> [ACTIVITÉ 1]:
Extrayez du texte sur l'atavisme le passage qui va de « L’atavisme, cette suggestion » à « impressionnée une fois. ».
> [ACTIVITÉ 2]:
Répondez à ces questions sur le texte sur l'atavisme :
(a) Au moral, que fait de nous l'atavisme ?
(b) Quelle propriété possède la substance nerveuse ?
(c) Une fois ancré dans la mémoire de la Nature, que ne demande plus le procédé ?

> [EXTRAIT DU TEXTE]:
++++++++++

Ainsi, tous, en repassant par cet âge phylogénique, ils sont sollicités à refaire ce que leurs ancêtres, dans chaque âge, ont fait avant eux.
C’est fatal.
Le procédé une fois ancré dans la mémoire de la Nature ne demande plus ni tâtonnements, ni retour en arrière.
L’atavisme, cette suggestion qui nous vient de l’ascendance, et semble être hors de notre conscience actuelle, nous suggère des actions que notre raisonnement n’a pas prévues et pesées, elle fait de nous, au moral, des automates, agissant en dehors du domaine de notre vie consciente actuelle.
Les convictions acquises par nos aïeux dans le cours de leur évolution, qu’elles soient vraies ou fausses, nous dominent à notre insu, sollicitent notre adhésion, créent en nous une suggestion que notre moi conscient discute souvent et même rejette comme un facteur d’erreur.
La substance nerveuse possède la propriété de garder presque indéfiniment les traces de tout ce qui l’a impressionnée une fois.

++++++++++

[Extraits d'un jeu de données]
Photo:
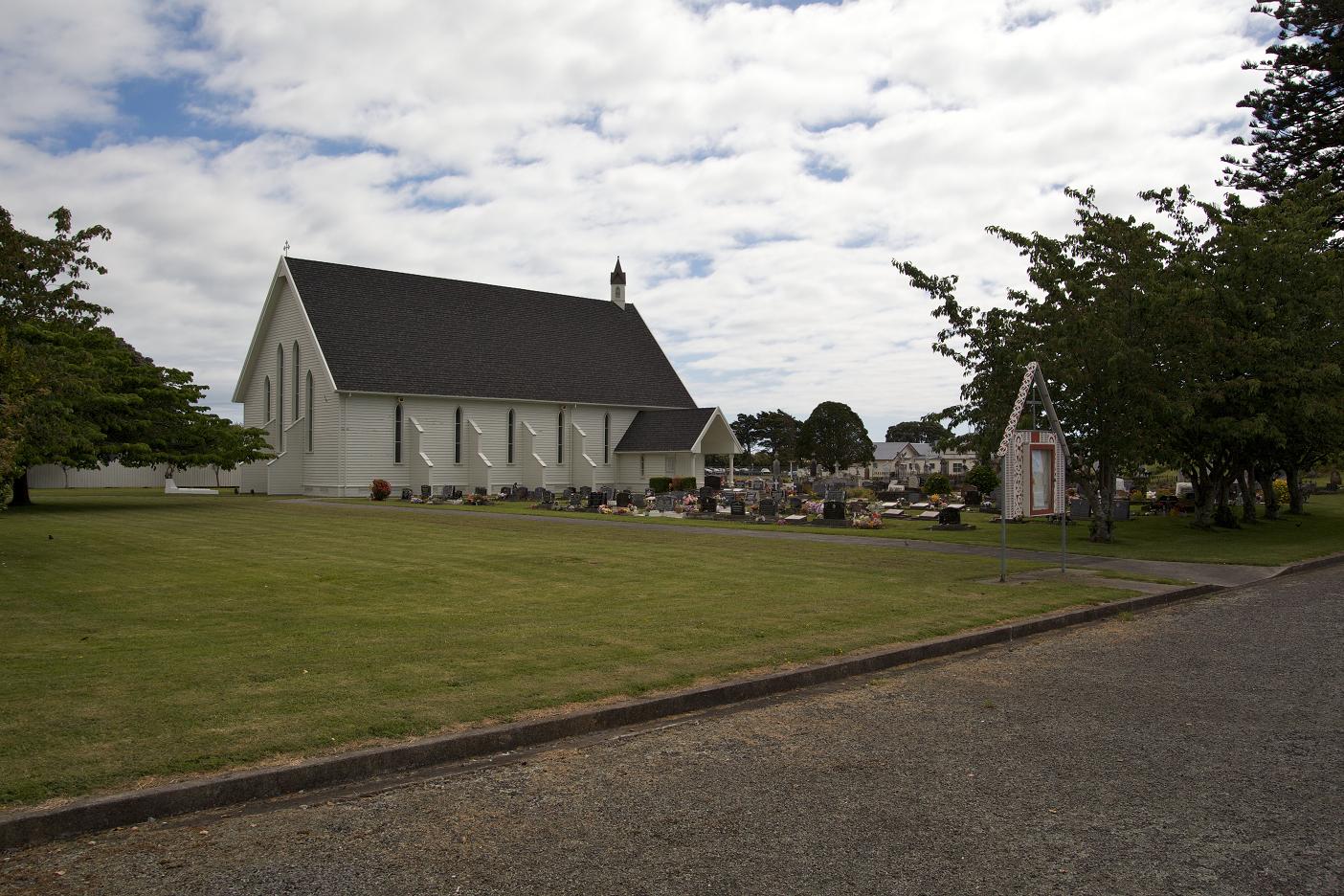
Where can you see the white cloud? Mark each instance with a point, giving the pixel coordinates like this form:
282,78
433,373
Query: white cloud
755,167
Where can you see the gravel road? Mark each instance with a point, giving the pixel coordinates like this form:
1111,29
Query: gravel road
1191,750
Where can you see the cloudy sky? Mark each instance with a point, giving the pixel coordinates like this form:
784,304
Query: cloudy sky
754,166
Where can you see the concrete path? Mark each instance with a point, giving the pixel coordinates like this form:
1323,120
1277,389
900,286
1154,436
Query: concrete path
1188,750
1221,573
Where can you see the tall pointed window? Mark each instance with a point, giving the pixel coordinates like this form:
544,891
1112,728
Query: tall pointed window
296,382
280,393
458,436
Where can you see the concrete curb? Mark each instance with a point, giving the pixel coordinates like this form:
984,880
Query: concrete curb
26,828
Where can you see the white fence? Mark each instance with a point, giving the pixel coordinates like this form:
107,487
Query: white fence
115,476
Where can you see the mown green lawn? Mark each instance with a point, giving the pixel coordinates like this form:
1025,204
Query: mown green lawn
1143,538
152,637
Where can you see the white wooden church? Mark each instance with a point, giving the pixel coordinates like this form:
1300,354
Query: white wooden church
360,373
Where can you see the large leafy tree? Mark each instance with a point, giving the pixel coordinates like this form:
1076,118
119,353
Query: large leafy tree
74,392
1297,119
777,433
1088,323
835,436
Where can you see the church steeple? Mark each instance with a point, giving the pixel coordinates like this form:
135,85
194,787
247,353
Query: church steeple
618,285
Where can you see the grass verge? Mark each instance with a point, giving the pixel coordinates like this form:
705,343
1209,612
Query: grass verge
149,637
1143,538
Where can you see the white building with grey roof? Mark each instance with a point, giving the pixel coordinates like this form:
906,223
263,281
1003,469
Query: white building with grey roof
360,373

++++++++++

> [RÉPONSE ATTENDUE 1]:
L’atavisme, cette suggestion qui nous vient de l’ascendance, et semble être hors de notre conscience actuelle, nous suggère des actions que notre raisonnement n’a pas prévues et pesées, elle fait de nous, au moral, des automates, agissant en dehors du domaine de notre vie consciente actuelle.
Les convictions acquises par nos aïeux dans le cours de leur évolution, qu’elles soient vraies ou fausses, nous dominent à notre insu, sollicitent notre adhésion, créent en nous une suggestion que notre moi conscient discute souvent et même rejette comme un facteur d’erreur.
La substance nerveuse possède la propriété de garder presque indéfiniment les traces de tout ce qui l’a impressionnée une fois.

> [RÉPONSE ATTENDUE 2]:
(a) Des automates, qui agissent en dehors du domaine de notre vie consciente actuelle.
(b) Elle garde presque indéfiniment les traces de tout ce qui l'a impressionnée une fois.
(c) Il ne demande plus ni tâtonnements, ni retour en arrière.